> [TASK PROMPT]: Please output the part of the travel journal below word for word, starting with "The good news" and going on through "in a movie.".

··· EXTRACT PROVIDED ···

The good news is that Phnom Penh absolutely is. The fine grace of the temple and pagoda rooflines stands out against the French colonial architecture, river boats come and go at the waterfront, and there’s a style here that makes a person feel like they’re in a movie.

We had cocktails on the balcony at the Foreign Correspondents Club, the ceiling fans spin quietly above, the traffic buzzes and honks below, the mosquitoes find the one spot on your ankle where you’ve neglected to apply bug juice. It is hot and humid, so we are languid and lazy. It’s perfect.

There is, of course, a lot of ugly poverty and pollution, still, the air is thick and dirty, the river is brown and soupy. But I already know we are not spending enough time here.

Weather: 85+ and humid
Health: Still got that damn cough, but I really feel fine.
Funny: We took a cyclo ride around town. Trust me, it was funny.

I’d write more but this connection is just terrible. More to come.

10 Southeast Asian Trials

Sunday, February 3rd, 2008
  1. Windowless hotel rooms.
  2. Icky bathrooms.
  3. The bus.
  4. Lousy air quality, including second hand smoke.
  5. All those zeroes on the currency.
  6. Unpredictable coffee.
  7. Very Hard Beds. No, I mean VERY hard.

··· EXCERPTED DATA ···

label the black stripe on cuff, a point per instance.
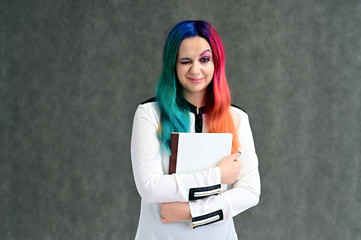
(209, 215)
(202, 189)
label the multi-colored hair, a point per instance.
(173, 106)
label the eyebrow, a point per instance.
(204, 52)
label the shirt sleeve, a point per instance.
(152, 183)
(244, 193)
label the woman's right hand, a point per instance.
(230, 168)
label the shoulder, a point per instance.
(150, 100)
(239, 115)
(148, 109)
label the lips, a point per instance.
(195, 80)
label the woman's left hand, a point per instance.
(174, 212)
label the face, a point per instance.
(195, 67)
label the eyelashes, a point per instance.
(202, 60)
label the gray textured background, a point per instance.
(73, 73)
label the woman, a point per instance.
(192, 96)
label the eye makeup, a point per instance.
(204, 57)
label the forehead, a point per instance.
(193, 46)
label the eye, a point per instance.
(205, 59)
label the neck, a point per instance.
(196, 99)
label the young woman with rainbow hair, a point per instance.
(192, 95)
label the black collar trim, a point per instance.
(193, 108)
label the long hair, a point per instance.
(173, 107)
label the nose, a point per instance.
(195, 68)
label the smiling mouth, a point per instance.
(195, 80)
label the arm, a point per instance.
(245, 191)
(152, 183)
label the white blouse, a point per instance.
(212, 215)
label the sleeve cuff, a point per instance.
(206, 219)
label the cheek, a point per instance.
(210, 71)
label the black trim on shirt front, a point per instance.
(192, 191)
(209, 215)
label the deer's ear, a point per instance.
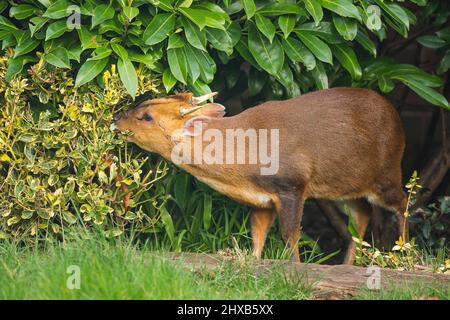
(194, 126)
(213, 110)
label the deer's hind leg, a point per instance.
(261, 220)
(360, 211)
(290, 210)
(392, 197)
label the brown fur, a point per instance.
(338, 144)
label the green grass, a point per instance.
(413, 291)
(118, 270)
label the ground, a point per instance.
(96, 268)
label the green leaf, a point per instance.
(195, 36)
(206, 63)
(56, 29)
(58, 57)
(235, 32)
(175, 41)
(36, 24)
(296, 51)
(385, 84)
(207, 211)
(197, 16)
(324, 30)
(348, 60)
(15, 66)
(130, 12)
(120, 51)
(193, 65)
(363, 39)
(286, 78)
(314, 9)
(5, 24)
(287, 24)
(57, 10)
(220, 40)
(396, 12)
(166, 5)
(158, 29)
(269, 56)
(444, 65)
(265, 26)
(432, 42)
(320, 76)
(128, 75)
(242, 48)
(199, 88)
(89, 70)
(347, 28)
(319, 48)
(22, 11)
(256, 81)
(102, 13)
(277, 9)
(168, 223)
(427, 93)
(89, 40)
(178, 64)
(168, 80)
(149, 59)
(25, 45)
(249, 8)
(344, 8)
(410, 72)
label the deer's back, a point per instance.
(338, 141)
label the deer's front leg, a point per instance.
(261, 221)
(290, 210)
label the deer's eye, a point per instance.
(146, 117)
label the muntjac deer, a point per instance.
(338, 144)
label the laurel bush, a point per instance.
(61, 163)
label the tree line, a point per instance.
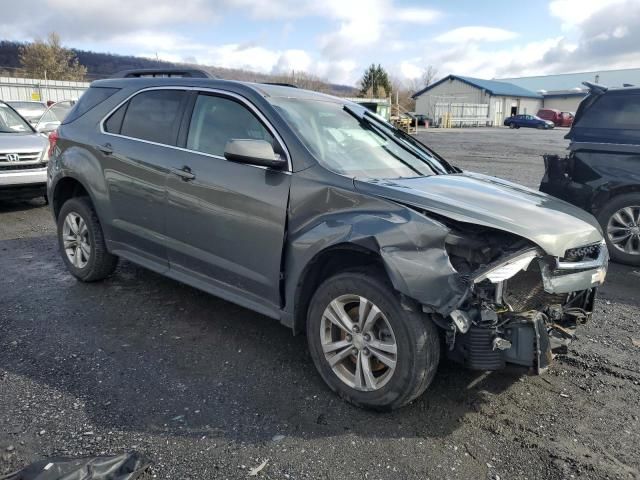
(50, 60)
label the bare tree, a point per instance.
(51, 60)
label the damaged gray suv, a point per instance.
(313, 211)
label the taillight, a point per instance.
(53, 139)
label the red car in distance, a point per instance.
(559, 119)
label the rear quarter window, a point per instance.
(613, 111)
(152, 116)
(89, 99)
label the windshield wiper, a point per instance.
(416, 146)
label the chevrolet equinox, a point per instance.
(312, 210)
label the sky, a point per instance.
(337, 39)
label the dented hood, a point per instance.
(552, 224)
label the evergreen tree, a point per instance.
(375, 81)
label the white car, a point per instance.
(24, 154)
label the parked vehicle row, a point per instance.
(559, 119)
(24, 149)
(313, 211)
(601, 174)
(527, 121)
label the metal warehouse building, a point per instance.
(463, 101)
(565, 91)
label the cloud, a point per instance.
(574, 12)
(600, 34)
(476, 34)
(415, 15)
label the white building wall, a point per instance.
(529, 106)
(450, 91)
(455, 91)
(42, 90)
(564, 104)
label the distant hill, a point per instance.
(101, 65)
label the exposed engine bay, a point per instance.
(523, 305)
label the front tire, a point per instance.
(82, 243)
(620, 221)
(368, 348)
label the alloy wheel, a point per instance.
(75, 237)
(358, 342)
(623, 230)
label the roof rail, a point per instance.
(163, 72)
(280, 84)
(595, 88)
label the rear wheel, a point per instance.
(620, 221)
(81, 241)
(368, 348)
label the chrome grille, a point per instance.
(8, 157)
(580, 254)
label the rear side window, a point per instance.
(114, 122)
(89, 99)
(152, 116)
(613, 112)
(216, 120)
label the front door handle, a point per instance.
(107, 149)
(184, 173)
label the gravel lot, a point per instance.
(207, 389)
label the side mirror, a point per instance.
(47, 127)
(254, 152)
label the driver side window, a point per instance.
(216, 120)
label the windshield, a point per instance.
(352, 142)
(11, 122)
(57, 112)
(30, 111)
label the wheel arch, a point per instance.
(608, 193)
(65, 188)
(326, 263)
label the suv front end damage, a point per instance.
(524, 306)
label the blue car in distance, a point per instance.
(530, 121)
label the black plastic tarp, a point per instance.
(127, 466)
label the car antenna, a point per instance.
(595, 87)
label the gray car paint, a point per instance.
(325, 210)
(552, 224)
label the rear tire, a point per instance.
(82, 243)
(614, 227)
(414, 337)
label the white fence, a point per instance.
(41, 90)
(462, 114)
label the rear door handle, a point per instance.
(184, 173)
(107, 149)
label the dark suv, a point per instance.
(313, 211)
(602, 171)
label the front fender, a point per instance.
(410, 245)
(83, 166)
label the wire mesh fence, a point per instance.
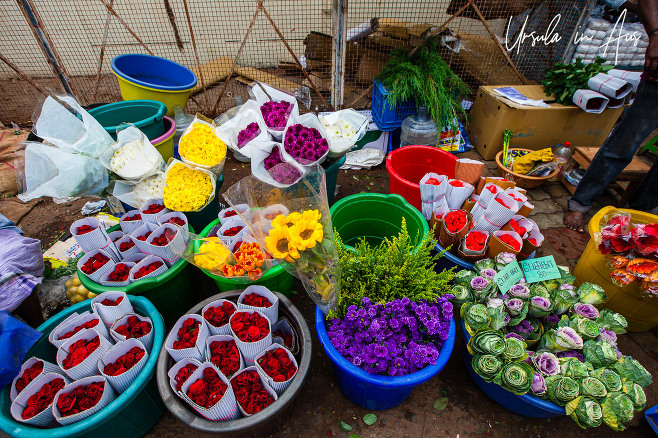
(230, 43)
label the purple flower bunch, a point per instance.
(395, 339)
(247, 134)
(276, 114)
(305, 145)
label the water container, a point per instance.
(419, 129)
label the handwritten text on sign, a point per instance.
(540, 269)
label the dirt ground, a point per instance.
(320, 404)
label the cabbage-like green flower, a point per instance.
(585, 411)
(617, 409)
(515, 377)
(593, 387)
(612, 321)
(487, 366)
(589, 293)
(561, 389)
(487, 341)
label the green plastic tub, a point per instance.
(275, 279)
(132, 414)
(147, 115)
(375, 216)
(171, 293)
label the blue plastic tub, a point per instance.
(132, 414)
(373, 391)
(526, 405)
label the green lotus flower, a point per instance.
(591, 294)
(515, 350)
(460, 294)
(585, 411)
(487, 366)
(487, 341)
(475, 315)
(561, 389)
(617, 409)
(629, 368)
(515, 377)
(610, 378)
(593, 387)
(599, 353)
(635, 393)
(612, 321)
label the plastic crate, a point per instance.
(383, 115)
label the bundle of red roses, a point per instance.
(82, 398)
(125, 362)
(28, 376)
(43, 398)
(208, 390)
(225, 356)
(187, 334)
(80, 350)
(250, 392)
(277, 364)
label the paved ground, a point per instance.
(320, 404)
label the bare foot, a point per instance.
(575, 220)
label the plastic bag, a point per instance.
(51, 171)
(344, 128)
(303, 240)
(59, 126)
(259, 93)
(133, 157)
(232, 128)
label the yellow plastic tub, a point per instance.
(640, 312)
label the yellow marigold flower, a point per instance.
(280, 246)
(305, 234)
(186, 189)
(202, 146)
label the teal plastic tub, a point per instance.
(375, 216)
(171, 293)
(147, 115)
(132, 414)
(275, 279)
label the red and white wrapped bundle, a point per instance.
(499, 211)
(111, 305)
(29, 373)
(107, 396)
(458, 192)
(271, 312)
(124, 354)
(29, 401)
(223, 409)
(197, 348)
(433, 188)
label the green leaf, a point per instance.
(440, 404)
(344, 426)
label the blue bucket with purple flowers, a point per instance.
(377, 392)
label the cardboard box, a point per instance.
(534, 127)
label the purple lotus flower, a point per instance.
(586, 310)
(546, 363)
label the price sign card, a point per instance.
(508, 276)
(540, 269)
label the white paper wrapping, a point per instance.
(121, 382)
(107, 397)
(272, 312)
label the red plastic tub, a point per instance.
(409, 164)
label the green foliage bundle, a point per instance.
(564, 80)
(426, 78)
(391, 270)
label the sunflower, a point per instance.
(279, 244)
(306, 233)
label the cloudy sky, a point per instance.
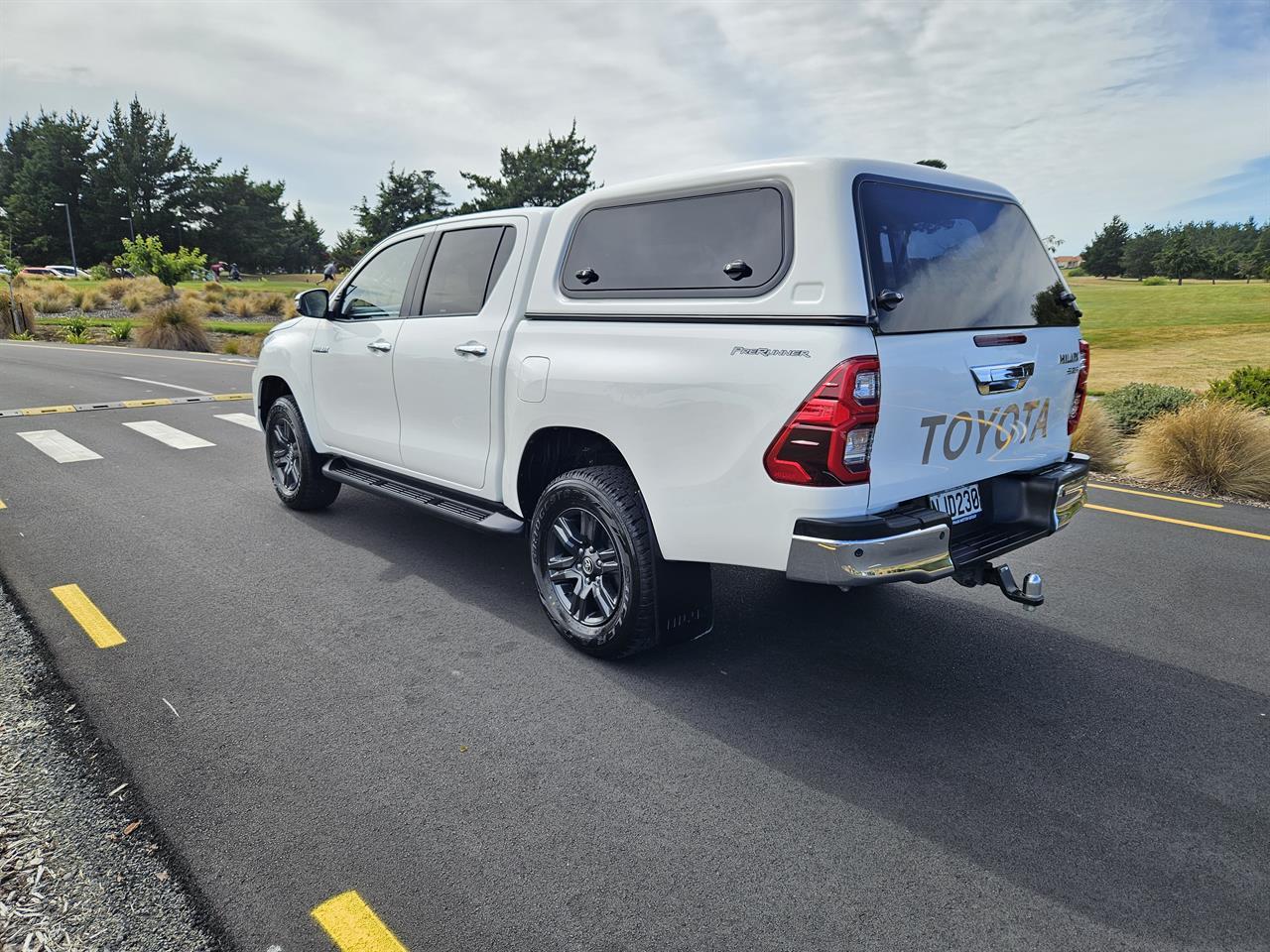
(1153, 111)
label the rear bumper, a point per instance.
(919, 543)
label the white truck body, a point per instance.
(689, 386)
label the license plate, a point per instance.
(961, 503)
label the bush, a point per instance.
(1247, 385)
(1207, 445)
(1133, 404)
(116, 289)
(176, 325)
(1097, 438)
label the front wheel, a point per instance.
(294, 463)
(592, 551)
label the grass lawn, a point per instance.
(1185, 334)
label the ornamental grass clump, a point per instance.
(1207, 445)
(176, 325)
(1097, 438)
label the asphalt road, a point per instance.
(371, 699)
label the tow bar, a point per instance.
(988, 574)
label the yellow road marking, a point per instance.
(151, 402)
(89, 616)
(1178, 522)
(41, 411)
(119, 352)
(1156, 495)
(353, 925)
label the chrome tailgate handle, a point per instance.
(1002, 377)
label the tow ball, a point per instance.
(987, 574)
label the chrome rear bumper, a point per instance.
(921, 544)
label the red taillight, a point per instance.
(1082, 380)
(828, 439)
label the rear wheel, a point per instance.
(294, 463)
(592, 551)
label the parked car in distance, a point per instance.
(67, 271)
(648, 380)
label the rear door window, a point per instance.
(726, 244)
(959, 261)
(463, 270)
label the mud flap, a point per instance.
(685, 601)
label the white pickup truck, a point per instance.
(847, 371)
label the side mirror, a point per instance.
(313, 303)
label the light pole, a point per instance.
(70, 234)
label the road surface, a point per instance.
(368, 699)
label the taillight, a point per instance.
(1082, 381)
(828, 439)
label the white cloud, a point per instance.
(1082, 109)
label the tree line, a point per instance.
(132, 176)
(1185, 250)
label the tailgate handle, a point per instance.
(1002, 377)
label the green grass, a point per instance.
(245, 327)
(1187, 334)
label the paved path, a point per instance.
(370, 699)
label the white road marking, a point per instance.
(59, 445)
(175, 386)
(173, 436)
(240, 419)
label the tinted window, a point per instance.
(461, 271)
(681, 245)
(376, 290)
(959, 262)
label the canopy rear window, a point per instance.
(959, 261)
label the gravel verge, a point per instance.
(80, 866)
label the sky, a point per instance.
(1152, 111)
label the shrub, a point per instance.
(1097, 438)
(116, 289)
(1247, 385)
(1207, 445)
(1133, 404)
(176, 325)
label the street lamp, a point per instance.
(70, 232)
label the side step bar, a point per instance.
(453, 507)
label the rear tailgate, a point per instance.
(955, 413)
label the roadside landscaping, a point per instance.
(80, 867)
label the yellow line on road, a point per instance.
(118, 352)
(41, 411)
(151, 402)
(353, 925)
(1178, 522)
(1155, 495)
(89, 616)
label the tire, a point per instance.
(593, 558)
(294, 465)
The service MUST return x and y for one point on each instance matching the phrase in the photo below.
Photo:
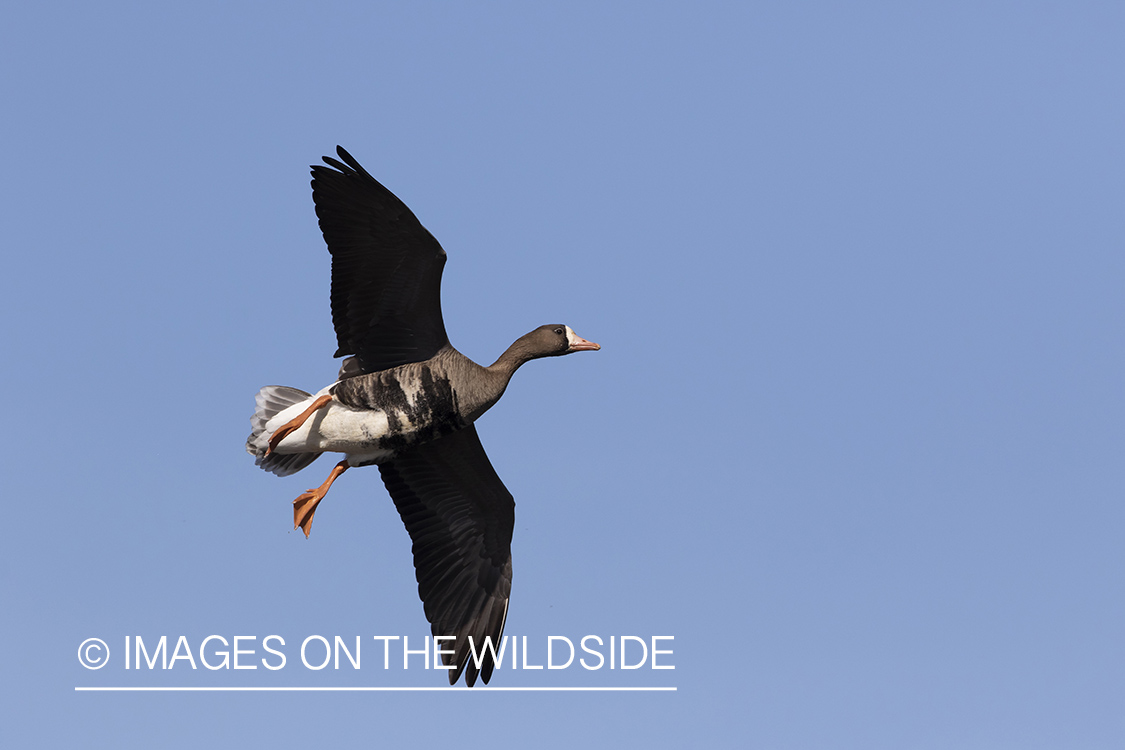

···

> [EXPECTED ANSWER]:
The good news is that Phnom Penh absolutely is. The fine grace of the temple and pagoda rooflines stands out against the French colonial architecture, river boats come and go at the waterfront, and there’s a style here that makes a person feel like they’re in a movie.